(Entries for bounding box labeling)
========

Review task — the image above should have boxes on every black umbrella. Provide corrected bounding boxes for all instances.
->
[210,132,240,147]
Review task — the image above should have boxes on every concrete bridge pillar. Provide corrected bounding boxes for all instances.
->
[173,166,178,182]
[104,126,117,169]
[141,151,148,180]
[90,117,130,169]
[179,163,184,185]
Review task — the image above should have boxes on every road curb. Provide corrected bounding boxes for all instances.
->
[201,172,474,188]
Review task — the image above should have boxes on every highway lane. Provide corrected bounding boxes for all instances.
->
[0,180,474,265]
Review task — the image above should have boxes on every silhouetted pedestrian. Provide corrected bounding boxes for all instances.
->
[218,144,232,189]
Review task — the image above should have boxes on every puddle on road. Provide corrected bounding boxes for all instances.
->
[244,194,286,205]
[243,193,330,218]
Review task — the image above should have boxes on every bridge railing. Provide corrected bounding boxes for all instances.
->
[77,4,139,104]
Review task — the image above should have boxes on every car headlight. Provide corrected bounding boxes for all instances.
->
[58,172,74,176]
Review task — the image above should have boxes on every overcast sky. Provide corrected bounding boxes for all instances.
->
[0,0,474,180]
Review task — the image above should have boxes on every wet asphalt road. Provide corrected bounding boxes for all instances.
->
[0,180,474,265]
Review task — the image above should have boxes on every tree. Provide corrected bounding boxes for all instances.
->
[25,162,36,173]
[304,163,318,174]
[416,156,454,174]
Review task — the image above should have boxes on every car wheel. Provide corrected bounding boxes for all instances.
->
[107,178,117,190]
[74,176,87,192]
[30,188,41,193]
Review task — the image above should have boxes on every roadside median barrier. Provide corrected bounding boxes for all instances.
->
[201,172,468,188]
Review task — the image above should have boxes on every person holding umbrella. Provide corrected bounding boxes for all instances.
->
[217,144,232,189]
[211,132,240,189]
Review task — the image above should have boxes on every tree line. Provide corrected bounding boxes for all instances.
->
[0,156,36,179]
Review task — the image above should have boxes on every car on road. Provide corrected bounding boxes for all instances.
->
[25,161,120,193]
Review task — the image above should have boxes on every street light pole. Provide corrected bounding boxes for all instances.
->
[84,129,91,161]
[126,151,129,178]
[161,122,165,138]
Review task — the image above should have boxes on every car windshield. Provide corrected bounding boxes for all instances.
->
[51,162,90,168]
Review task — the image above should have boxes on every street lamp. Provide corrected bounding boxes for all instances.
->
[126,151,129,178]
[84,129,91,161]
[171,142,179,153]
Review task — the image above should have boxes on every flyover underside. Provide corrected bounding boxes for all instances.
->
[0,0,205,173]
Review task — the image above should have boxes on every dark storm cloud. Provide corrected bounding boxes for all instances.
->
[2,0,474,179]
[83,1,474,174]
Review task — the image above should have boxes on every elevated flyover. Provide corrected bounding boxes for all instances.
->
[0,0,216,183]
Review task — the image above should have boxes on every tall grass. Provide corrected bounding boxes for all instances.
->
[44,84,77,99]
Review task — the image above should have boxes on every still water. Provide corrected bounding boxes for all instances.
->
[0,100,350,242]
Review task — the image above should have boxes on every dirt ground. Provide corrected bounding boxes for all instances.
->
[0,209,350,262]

========

(What needs to be done):
Counting case-sensitively, how many lines of the rows above contain the string "bridge"? Reply with the number alone.

(Complete output):
2